**EXERCISE MATERIAL**:
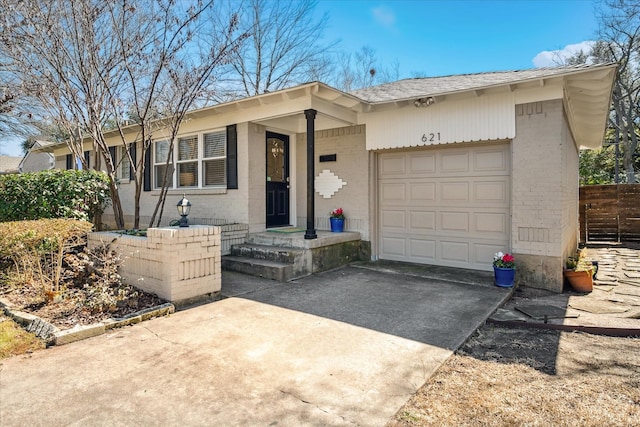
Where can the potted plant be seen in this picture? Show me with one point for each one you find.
(579, 273)
(504, 269)
(337, 220)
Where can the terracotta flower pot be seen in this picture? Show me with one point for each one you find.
(580, 281)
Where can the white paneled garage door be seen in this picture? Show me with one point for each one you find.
(445, 206)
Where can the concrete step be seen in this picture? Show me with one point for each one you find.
(259, 267)
(275, 239)
(268, 253)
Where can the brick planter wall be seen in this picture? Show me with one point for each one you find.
(180, 265)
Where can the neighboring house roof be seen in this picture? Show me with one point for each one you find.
(9, 164)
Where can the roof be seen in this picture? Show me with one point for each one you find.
(434, 86)
(9, 164)
(586, 90)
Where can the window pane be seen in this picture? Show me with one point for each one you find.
(215, 144)
(188, 148)
(215, 172)
(162, 151)
(125, 166)
(188, 174)
(158, 175)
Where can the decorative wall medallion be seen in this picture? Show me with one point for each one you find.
(327, 184)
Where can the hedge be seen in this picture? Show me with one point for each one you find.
(53, 194)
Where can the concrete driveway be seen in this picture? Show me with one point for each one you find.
(346, 347)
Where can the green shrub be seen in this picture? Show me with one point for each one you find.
(53, 194)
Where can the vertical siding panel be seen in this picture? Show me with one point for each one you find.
(484, 118)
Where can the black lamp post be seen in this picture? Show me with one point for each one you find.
(184, 207)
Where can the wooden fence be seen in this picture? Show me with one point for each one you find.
(610, 213)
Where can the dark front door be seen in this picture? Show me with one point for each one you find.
(277, 180)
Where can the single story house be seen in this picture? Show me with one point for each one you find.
(443, 170)
(35, 160)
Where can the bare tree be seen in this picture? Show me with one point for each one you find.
(283, 47)
(620, 42)
(361, 69)
(91, 62)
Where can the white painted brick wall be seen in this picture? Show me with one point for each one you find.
(351, 165)
(544, 192)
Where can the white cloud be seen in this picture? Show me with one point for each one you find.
(384, 16)
(552, 58)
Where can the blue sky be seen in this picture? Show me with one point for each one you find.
(438, 38)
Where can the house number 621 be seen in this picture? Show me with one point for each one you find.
(430, 137)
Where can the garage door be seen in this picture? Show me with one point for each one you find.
(444, 206)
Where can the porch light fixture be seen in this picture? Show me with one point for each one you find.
(184, 207)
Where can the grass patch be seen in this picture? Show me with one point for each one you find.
(15, 341)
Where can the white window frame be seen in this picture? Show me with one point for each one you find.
(123, 159)
(199, 161)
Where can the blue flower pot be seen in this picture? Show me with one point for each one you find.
(337, 225)
(504, 276)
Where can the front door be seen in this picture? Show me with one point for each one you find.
(277, 180)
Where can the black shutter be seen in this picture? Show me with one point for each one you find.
(232, 157)
(132, 151)
(114, 160)
(147, 170)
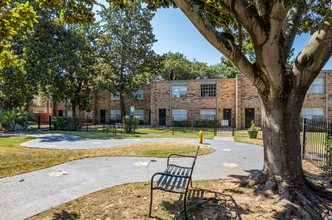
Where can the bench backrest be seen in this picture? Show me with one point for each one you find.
(194, 162)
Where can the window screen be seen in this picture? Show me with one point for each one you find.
(88, 113)
(139, 94)
(313, 113)
(317, 86)
(140, 113)
(179, 91)
(115, 97)
(116, 114)
(208, 90)
(179, 114)
(209, 114)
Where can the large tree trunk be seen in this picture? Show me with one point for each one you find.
(122, 105)
(73, 108)
(282, 174)
(281, 137)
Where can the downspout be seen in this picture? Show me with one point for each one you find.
(109, 103)
(217, 98)
(170, 103)
(144, 103)
(327, 98)
(261, 113)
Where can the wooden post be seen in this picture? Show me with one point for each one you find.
(38, 121)
(50, 122)
(304, 142)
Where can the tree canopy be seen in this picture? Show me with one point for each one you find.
(270, 26)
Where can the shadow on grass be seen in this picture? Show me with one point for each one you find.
(204, 203)
(65, 215)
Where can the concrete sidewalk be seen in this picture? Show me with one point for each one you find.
(41, 190)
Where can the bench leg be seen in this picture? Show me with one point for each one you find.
(150, 202)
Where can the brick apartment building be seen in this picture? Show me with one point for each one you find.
(224, 99)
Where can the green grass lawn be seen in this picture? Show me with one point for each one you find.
(315, 141)
(15, 159)
(97, 133)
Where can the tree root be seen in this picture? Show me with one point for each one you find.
(296, 196)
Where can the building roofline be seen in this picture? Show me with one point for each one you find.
(192, 80)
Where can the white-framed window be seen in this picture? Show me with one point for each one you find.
(179, 114)
(313, 113)
(89, 114)
(208, 90)
(209, 114)
(317, 85)
(140, 113)
(115, 97)
(139, 94)
(90, 98)
(116, 114)
(179, 91)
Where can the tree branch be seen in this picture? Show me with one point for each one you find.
(248, 18)
(261, 7)
(315, 54)
(291, 24)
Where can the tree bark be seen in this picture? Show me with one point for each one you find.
(281, 137)
(73, 108)
(123, 110)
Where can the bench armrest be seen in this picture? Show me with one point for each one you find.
(168, 174)
(180, 155)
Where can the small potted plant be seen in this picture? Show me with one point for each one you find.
(253, 131)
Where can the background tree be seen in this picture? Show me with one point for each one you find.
(16, 14)
(65, 58)
(185, 69)
(125, 56)
(271, 27)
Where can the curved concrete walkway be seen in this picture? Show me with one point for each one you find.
(41, 190)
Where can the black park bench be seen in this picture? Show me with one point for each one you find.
(174, 179)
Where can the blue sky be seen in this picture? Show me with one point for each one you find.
(176, 33)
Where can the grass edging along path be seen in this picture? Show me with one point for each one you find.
(15, 159)
(209, 199)
(162, 132)
(242, 136)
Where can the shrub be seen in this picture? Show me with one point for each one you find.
(253, 128)
(127, 122)
(68, 123)
(16, 120)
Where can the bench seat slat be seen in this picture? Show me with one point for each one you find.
(164, 177)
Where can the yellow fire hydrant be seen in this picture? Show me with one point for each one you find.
(201, 137)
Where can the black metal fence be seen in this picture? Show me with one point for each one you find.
(316, 142)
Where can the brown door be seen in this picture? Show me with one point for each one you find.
(249, 116)
(102, 116)
(228, 116)
(162, 116)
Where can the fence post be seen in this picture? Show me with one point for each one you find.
(38, 121)
(50, 122)
(173, 126)
(214, 128)
(103, 125)
(233, 127)
(304, 130)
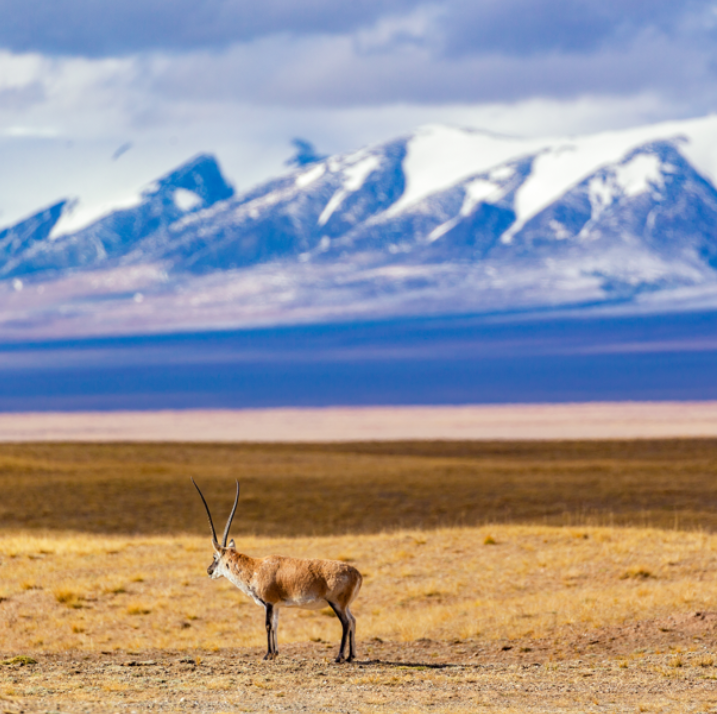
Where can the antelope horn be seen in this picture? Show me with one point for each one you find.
(231, 517)
(209, 515)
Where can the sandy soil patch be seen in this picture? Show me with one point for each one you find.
(538, 421)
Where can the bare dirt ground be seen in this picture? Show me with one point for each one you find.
(623, 420)
(652, 666)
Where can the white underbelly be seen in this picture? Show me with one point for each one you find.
(305, 603)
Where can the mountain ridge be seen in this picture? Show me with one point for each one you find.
(443, 221)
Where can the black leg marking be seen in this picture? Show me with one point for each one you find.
(269, 631)
(345, 626)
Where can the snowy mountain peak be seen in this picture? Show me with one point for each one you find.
(442, 221)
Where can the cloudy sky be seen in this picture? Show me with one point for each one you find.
(98, 97)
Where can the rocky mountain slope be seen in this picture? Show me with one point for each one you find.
(444, 221)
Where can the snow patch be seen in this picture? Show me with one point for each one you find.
(354, 177)
(639, 174)
(76, 216)
(308, 177)
(476, 192)
(186, 200)
(439, 157)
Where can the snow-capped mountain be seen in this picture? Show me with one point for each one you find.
(444, 221)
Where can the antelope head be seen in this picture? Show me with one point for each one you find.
(217, 568)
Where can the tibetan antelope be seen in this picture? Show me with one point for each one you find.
(274, 582)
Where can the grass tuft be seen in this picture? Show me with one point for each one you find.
(21, 660)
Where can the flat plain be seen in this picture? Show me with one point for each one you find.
(499, 576)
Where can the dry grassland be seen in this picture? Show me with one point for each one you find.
(535, 604)
(290, 490)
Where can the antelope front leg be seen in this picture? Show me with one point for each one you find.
(270, 636)
(345, 627)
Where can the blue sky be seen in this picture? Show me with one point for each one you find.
(80, 79)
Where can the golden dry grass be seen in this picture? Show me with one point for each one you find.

**DESCRIPTION OF THE TASK**: Your task is to output exactly the lines running from the one with "Where can the antelope head" through the final line of the material above, with both ends included.

**RESPONSE**:
Where can the antelope head be seen in this picture? Show me with one point for each one you find.
(217, 568)
Where can the tibetan antelope be seen in this picture? Show me with one point for each one you find.
(274, 582)
Where can the grass tuft be seen in this picture? Show me with one point for each one you find.
(21, 660)
Where can the flat plain be seen in this picture? Show me with one point for each one you find.
(499, 576)
Where can the dry grassland be seen in this picture? Show me with one point for each one you find.
(535, 604)
(290, 490)
Where can the antelope front leg be seen in this picture? Show me with one point for each one you find.
(270, 636)
(345, 627)
Where can the blue sky be seen in this picture? Show me with one point for each one you find.
(80, 79)
Where can the golden dry grass be seen in this picture? Show me with one point for each one you find.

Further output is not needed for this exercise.